• _Job_
Reproduce exactly the lines from the line containing "of the side" through the end of the records below, including both ends, and nothing else.

• _Records for this task_
——————

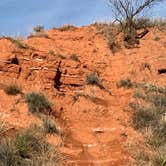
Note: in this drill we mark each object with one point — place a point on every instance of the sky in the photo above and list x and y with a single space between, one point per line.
18 17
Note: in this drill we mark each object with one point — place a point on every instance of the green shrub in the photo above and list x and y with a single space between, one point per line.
156 38
124 83
74 57
50 126
143 23
12 89
37 102
93 79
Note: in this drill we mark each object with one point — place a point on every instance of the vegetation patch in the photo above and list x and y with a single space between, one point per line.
50 126
37 102
93 79
28 148
74 57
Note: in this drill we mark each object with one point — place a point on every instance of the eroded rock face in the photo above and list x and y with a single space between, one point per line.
95 119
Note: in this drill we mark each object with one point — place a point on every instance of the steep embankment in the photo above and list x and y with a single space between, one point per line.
97 129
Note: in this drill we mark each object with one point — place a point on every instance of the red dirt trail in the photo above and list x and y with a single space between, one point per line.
96 125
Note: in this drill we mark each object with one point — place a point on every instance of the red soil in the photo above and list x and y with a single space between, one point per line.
96 132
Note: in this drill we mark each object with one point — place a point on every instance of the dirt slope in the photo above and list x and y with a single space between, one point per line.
97 129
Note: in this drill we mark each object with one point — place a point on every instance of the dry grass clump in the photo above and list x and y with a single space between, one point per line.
28 148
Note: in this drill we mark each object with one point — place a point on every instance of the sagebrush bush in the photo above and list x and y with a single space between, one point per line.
12 89
74 57
37 102
93 79
50 126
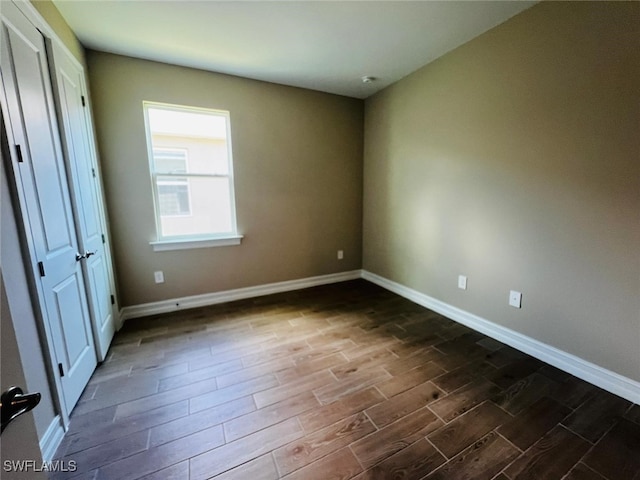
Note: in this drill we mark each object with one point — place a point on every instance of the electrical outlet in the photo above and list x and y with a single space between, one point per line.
515 299
158 276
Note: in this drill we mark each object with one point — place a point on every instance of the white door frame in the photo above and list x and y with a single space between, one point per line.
36 293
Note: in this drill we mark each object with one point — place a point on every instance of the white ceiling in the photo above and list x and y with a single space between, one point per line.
321 45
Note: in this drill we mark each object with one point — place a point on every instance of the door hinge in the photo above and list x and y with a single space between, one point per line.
19 154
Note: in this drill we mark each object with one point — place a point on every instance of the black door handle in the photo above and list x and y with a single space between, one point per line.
14 402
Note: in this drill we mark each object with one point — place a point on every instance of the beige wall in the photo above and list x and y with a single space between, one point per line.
297 158
515 160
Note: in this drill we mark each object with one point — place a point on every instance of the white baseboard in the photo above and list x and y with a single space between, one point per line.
51 439
590 372
206 299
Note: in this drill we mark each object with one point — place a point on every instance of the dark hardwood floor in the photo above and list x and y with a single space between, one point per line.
338 382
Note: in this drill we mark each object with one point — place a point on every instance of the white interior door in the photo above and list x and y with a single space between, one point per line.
42 186
20 440
86 198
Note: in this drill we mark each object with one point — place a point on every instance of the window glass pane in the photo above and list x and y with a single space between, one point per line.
170 161
210 208
190 160
203 136
173 197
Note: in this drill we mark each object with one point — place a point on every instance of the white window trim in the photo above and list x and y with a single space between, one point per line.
185 243
188 244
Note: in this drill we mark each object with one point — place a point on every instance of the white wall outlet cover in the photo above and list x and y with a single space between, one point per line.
515 299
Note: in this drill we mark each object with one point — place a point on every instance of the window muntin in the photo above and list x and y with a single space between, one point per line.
191 172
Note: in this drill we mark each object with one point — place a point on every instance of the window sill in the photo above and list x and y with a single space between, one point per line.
167 245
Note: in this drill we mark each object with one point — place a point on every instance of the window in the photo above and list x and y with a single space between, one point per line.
192 176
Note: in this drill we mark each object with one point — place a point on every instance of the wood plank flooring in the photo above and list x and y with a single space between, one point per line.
338 382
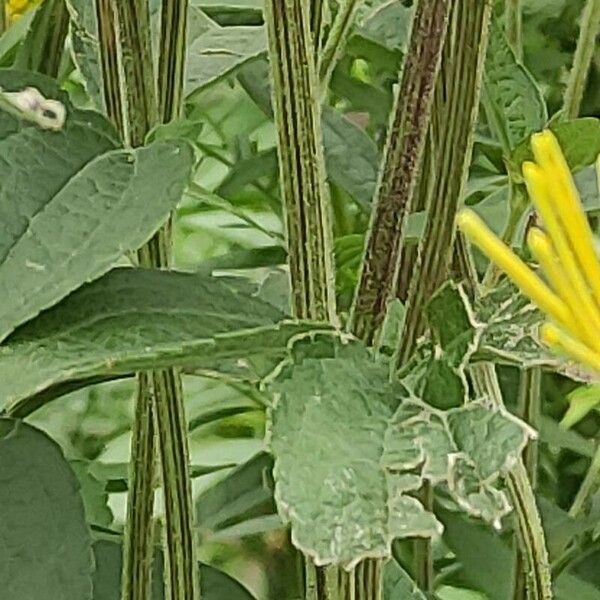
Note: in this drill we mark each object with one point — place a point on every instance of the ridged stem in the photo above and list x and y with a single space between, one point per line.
584 53
46 54
394 197
513 15
531 537
454 114
297 116
336 40
123 72
530 411
163 400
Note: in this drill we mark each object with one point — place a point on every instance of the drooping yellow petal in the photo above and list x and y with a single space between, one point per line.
539 190
541 247
563 343
529 283
567 205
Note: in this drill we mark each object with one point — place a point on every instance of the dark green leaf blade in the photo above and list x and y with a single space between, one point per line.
111 206
136 319
46 544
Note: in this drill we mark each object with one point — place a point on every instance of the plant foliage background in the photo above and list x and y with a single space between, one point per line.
76 323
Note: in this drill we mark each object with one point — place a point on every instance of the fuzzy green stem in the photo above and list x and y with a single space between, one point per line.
530 533
3 17
586 45
45 55
336 40
107 37
591 483
513 13
292 57
301 164
141 114
530 411
171 62
398 179
129 101
454 115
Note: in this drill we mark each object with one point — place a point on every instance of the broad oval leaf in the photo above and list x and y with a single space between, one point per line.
45 547
111 206
136 319
351 449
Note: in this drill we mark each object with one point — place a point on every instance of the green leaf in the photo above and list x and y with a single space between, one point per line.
388 24
558 437
487 563
216 585
46 545
93 493
351 157
217 51
243 496
579 140
510 335
14 36
581 402
398 585
78 231
514 104
338 404
136 319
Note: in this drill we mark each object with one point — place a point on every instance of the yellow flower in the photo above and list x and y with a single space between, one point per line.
16 8
565 252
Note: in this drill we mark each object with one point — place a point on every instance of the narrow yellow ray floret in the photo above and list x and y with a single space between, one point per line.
565 252
527 281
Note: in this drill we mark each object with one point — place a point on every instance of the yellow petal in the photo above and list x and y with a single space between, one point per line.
542 249
567 205
529 283
561 342
539 190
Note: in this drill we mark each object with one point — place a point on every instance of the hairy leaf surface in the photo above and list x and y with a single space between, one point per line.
135 319
375 447
78 229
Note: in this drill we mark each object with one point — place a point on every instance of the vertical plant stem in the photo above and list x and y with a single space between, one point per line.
590 485
129 101
301 164
296 105
586 45
46 54
3 17
530 533
107 37
164 396
400 171
513 13
530 411
138 547
336 40
454 115
171 62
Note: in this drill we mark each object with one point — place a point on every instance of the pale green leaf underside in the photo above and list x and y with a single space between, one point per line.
350 453
45 549
217 51
112 206
514 103
135 319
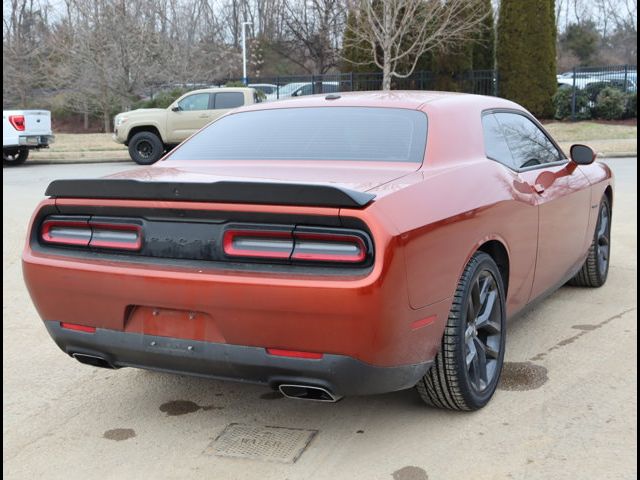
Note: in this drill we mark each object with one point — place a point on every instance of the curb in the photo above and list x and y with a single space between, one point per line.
78 161
81 161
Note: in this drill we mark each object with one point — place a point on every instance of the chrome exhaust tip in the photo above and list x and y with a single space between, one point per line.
92 360
308 392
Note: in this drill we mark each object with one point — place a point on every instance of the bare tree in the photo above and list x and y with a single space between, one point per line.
396 33
316 26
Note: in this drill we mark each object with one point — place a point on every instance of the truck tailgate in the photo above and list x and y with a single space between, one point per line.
37 122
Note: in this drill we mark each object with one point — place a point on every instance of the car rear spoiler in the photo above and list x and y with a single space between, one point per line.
224 192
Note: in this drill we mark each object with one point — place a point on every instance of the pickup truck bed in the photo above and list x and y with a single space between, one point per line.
23 130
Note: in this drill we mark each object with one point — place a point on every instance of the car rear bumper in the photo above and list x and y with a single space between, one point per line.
341 375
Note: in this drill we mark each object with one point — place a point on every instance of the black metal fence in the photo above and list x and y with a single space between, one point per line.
590 81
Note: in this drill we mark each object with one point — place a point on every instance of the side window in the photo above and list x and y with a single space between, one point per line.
198 101
495 145
528 144
229 100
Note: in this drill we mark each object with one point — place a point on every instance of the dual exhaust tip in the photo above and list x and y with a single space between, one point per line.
308 392
300 392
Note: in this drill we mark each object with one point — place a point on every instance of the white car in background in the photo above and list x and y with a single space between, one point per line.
299 89
24 130
266 88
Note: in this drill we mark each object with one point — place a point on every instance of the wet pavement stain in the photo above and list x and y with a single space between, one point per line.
119 434
183 407
585 328
410 473
521 376
271 396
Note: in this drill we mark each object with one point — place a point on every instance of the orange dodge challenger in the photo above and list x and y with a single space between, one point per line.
334 245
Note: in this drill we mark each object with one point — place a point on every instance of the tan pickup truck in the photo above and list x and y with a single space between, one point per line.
149 132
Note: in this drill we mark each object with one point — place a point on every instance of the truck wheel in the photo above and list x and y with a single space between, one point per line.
14 156
145 148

——————

• _Correct answer_
Note: in this drill we mark each object with one point — place a point on every instance of the side window in the photo above and list x and y with a single space between, one point per line.
198 101
495 145
528 144
229 100
Note: in this drill we mark each object with one point — place a point on every instance of the dual exhaust tip in the photo above and list x and y with a single space between, one point per line.
308 392
300 392
Note: in this drill we mark each object with one point — place a point on every instance of the white car in background in the photo above and list x and y with a single space between, one point per line.
299 89
24 130
266 88
Note: in this drill we mark each object with one point — place a point on every instance of the wet pavement stain in the photo above and list x and y with a single space between, one point per line.
119 434
183 407
585 328
410 473
521 376
271 396
Note: in this drill we mark each object with one point — place a point on every instance of the orange dodge challenger in the photo above and list x and y with a single space between, one point per line.
334 245
Note: in this drill we mark each object with one point — place a point on every instance of the tan pickup truck in the photo above and list x and y with a single space between, one point per line.
149 132
Note: in this drill we mark each object with one point — place a point on every instance of the truck wheel in the photo above and list x and y with a single space between, one point per line.
14 156
145 148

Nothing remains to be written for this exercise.